§ **Selected extract**
|---|
On occasions, Mr Shamlawi has thrown himself into the bulldozer's bucket or lain in the path of its grinding tracks in defence of the village's olive trees. But, more typically, the Israeli army drives the protesters away with teargas and rubber bullets before they get near the clanking machinery laying the path for what Israel calls the 'anti-terror fence' snaking its way through the occupied territories.
The barrier will surround al-Zawiya and two neighbouring villages close to the large Jewish settlement of Ariel, with access restricted to a single gate.
In similar protests across the West Bank over recent months, four people have been killed and hundreds more injured in largely passive resistance to the construction of the system of fences, eight-metre-high walls, trenches and free-fire zones that Ariel Sharon would like to see surround the bulk of the Palestinian population.
Mr Shamlawi was hit by a rubber bullet in the leg. "Two weeks ago, a soldier shot me after I told them not to fire tear gas at my house because there were children inside," he said.
The village authorities say hundreds of others in al-Zawiya have been injured by rubber bullets and teargas. A pregnant woman's child was stillborn after she was teargassed. The family said the baby had turned black.
Mr Shamlawi and many other Palestinians living in the shadow of the barrier hope that a ruling by the international court of justice in The Hague will establish that it is the Israeli government that is acting illegally.
Israel is braced for the world court to take a different view and support the Palestinian contention that the barrier is an illegal land grab at the expense of hundreds of thousands of people separated from schools, work and hospitals - and frequently caged in tiny enclaves.
Palestinian lawyers argue that, if the barrier were purely a defensive measure, it could have been built along the 1967 border, the green line. But Lieutenant Colonel Shai Brovender, an Israeli army battalion commander overseeing the operation of the barrier, says it benefits Palestinians living in cities such as Qalqilya, which is entirely surrounded by a huge wall and fence with just a single exit.
|---|
§ **Data listing**
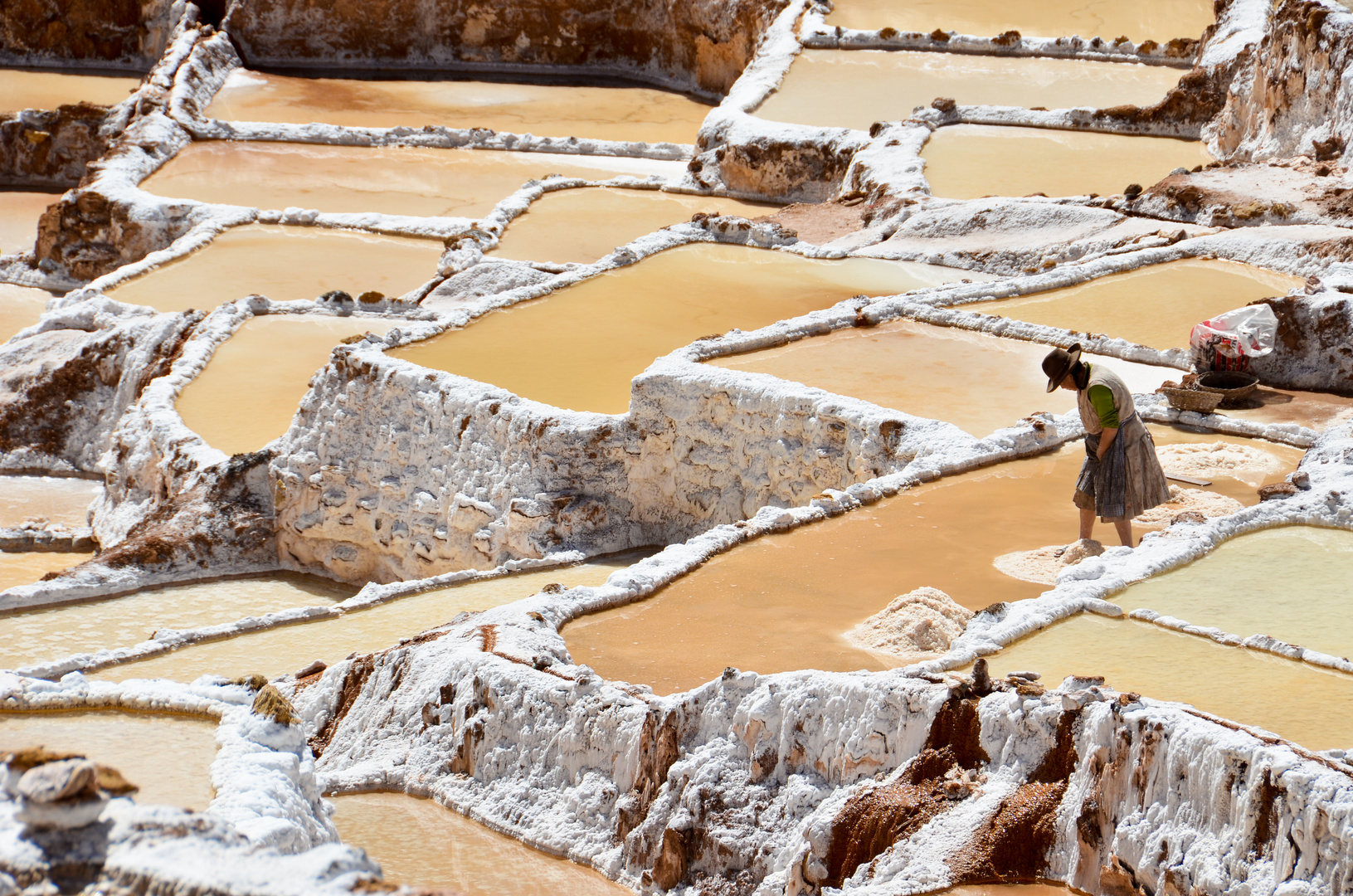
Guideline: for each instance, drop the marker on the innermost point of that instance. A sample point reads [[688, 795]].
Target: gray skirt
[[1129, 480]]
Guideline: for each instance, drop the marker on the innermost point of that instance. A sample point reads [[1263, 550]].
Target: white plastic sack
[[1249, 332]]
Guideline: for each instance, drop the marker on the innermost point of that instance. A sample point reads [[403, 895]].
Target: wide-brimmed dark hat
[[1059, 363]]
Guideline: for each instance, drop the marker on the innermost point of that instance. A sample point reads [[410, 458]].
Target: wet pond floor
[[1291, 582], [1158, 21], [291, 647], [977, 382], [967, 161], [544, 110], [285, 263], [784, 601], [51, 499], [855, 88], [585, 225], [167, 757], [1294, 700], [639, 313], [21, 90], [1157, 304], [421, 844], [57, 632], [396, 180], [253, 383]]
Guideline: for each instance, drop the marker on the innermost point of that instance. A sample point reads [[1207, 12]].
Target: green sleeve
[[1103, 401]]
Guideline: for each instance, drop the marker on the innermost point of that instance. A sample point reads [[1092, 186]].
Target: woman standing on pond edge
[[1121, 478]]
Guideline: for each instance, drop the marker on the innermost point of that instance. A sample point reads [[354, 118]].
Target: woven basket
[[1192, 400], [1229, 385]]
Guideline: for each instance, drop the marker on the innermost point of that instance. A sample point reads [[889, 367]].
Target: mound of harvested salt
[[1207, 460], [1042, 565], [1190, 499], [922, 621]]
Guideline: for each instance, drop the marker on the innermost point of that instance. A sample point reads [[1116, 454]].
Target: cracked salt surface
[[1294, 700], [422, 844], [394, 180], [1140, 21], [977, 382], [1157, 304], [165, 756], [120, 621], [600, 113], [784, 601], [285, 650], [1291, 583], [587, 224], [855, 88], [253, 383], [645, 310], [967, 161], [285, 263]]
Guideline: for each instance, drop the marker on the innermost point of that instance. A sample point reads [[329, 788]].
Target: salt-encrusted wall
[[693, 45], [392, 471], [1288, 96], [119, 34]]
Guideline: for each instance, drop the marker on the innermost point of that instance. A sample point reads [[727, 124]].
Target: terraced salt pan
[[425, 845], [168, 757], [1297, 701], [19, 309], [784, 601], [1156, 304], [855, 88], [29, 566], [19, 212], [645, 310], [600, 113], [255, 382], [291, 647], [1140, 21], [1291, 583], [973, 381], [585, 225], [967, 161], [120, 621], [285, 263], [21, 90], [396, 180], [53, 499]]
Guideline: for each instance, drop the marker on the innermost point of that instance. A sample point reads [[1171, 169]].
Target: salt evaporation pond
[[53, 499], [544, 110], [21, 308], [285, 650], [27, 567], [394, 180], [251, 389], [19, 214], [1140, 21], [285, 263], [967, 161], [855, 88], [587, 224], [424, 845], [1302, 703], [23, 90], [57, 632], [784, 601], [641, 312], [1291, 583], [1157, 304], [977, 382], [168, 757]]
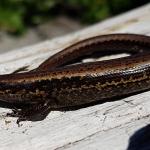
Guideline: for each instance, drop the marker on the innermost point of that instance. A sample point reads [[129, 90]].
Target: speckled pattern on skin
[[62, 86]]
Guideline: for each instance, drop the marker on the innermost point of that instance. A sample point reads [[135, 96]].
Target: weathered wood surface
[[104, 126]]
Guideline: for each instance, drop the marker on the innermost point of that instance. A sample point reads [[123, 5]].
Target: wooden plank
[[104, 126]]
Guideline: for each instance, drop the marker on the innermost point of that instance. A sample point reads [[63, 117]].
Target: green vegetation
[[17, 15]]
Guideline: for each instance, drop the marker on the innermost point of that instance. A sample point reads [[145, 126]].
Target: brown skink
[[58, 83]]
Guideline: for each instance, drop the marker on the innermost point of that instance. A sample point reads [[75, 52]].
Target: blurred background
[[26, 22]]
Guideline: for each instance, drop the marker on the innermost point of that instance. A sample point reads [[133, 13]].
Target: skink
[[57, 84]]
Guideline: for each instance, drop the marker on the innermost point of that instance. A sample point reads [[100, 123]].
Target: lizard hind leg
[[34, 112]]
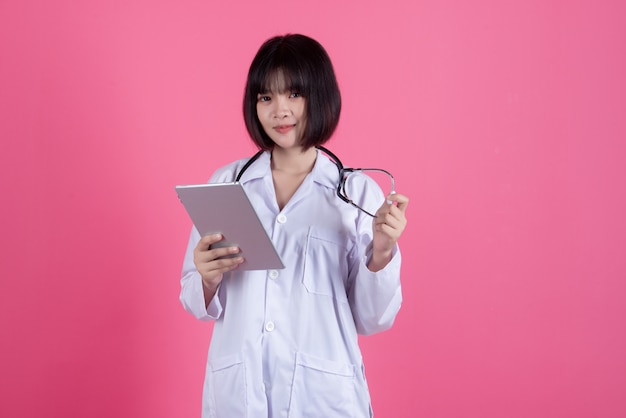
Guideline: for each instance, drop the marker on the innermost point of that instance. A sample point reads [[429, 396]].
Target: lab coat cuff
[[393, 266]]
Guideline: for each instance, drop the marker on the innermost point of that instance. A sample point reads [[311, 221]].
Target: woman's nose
|---|
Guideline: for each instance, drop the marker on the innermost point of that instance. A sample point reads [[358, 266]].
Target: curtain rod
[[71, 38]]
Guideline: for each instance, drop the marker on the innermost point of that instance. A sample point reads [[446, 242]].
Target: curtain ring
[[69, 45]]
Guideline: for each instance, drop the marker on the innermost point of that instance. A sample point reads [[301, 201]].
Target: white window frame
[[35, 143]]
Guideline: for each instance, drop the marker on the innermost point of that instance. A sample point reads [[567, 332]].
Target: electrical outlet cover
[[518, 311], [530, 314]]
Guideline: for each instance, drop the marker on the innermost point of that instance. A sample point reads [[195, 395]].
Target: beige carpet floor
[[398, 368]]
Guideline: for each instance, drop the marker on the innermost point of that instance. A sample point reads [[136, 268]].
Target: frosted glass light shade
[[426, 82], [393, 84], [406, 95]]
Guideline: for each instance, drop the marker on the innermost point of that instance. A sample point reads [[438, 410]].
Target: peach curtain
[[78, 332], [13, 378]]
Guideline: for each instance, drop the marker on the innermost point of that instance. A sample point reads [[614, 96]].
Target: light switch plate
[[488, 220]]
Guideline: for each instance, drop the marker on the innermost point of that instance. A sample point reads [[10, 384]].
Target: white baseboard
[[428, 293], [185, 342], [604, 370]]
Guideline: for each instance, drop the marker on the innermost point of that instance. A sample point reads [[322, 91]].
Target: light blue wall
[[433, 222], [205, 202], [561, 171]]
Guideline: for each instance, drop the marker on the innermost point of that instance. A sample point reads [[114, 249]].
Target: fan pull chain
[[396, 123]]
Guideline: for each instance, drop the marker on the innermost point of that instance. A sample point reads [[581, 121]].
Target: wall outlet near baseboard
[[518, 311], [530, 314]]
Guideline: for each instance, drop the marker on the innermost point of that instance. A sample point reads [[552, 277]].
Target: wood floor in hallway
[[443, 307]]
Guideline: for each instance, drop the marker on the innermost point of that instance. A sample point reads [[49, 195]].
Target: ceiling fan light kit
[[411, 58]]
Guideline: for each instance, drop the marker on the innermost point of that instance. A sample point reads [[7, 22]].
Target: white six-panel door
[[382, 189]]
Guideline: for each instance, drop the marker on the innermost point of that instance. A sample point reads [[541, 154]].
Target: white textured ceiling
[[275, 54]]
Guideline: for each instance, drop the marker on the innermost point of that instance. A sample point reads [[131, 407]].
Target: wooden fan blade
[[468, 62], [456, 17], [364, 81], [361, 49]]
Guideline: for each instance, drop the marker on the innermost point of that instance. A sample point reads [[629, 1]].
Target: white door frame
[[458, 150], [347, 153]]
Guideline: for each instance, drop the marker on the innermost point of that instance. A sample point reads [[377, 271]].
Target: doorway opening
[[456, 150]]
|---|
§ **Required action A**
Reproduce everything in the article on the West Bank barrier from "On occasions, Mr" down to "the Palestinian population.".
§ **Required action B**
Answer these questions using the article on the West Bank barrier:
(i) Which large Jewish settlement lies close to al-Zawiya?
(ii) Where on his body was Mr Shamlawi hit by a rubber bullet?
(iii) Which city is entirely surrounded by a wall and fence with a single exit?
§ **Required action C**
Continue the article on the West Bank barrier, starting after its final sentence.
The entries bear no relation to the article on the West Bank barrier.

§ **Task output A**
On occasions, Mr Shamlawi has thrown himself into the bulldozer's bucket or lain in the path of its grinding tracks in defence of the village's olive trees. But, more typically, the Israeli army drives the protesters away with teargas and rubber bullets before they get near the clanking machinery laying the path for what Israel calls the 'anti-terror fence' snaking its way through the occupied territories.
The barrier will surround al-Zawiya and two neighbouring villages close to the large Jewish settlement of Ariel, with access restricted to a single gate.
In similar protests across the West Bank over recent months, four people have been killed and hundreds more injured in largely passive resistance to the construction of the system of fences, eight-metre-high walls, trenches and free-fire zones that Ariel Sharon would like to see surround the bulk of the Palestinian population.

§ **Task output B**
(i) Ariel
(ii) In the leg
(iii) Qalqilya

§ **Task output C**
"As a result of the fence, we no longer need to have troops patrolling the streets inside Qalqilya. That makes things better for the Palestinians. It's better for us not to have to patrol, and it's better for them not to have us on their streets all the time."
The mayor of Qalqilya, Maa'rouf Zahran, doesn't see it that way. "I don't know how it's better if you confiscate 53 per cent of people's land and 32 per cent of their water and you refuse them access to nearby villages and hospitals and university," he said.
"How is it better to be completely surrounded and have just one entrance? People feel they have a noose around their neck. They feel they are in prison. There is a lot of despair. There are 8,000 families living on food aid, 540 stores closed in town, 3,000 people moving out."
For Mr Shamlawi, the route of the fence has taken on a personal twist. The stretch being worked on at al-Zawiya this week runs along the back of the school where he is caretaker. The army refused to allow children to attend classes as the bulldozer tore away at the land nearby.
"After they finish we'll be one of three villages in a ghetto. The gate will be open for some hours during the day, but it will be like a prison and some families will leave, just as the Israelis want," he said. - Dawn\ The Guardian News Service.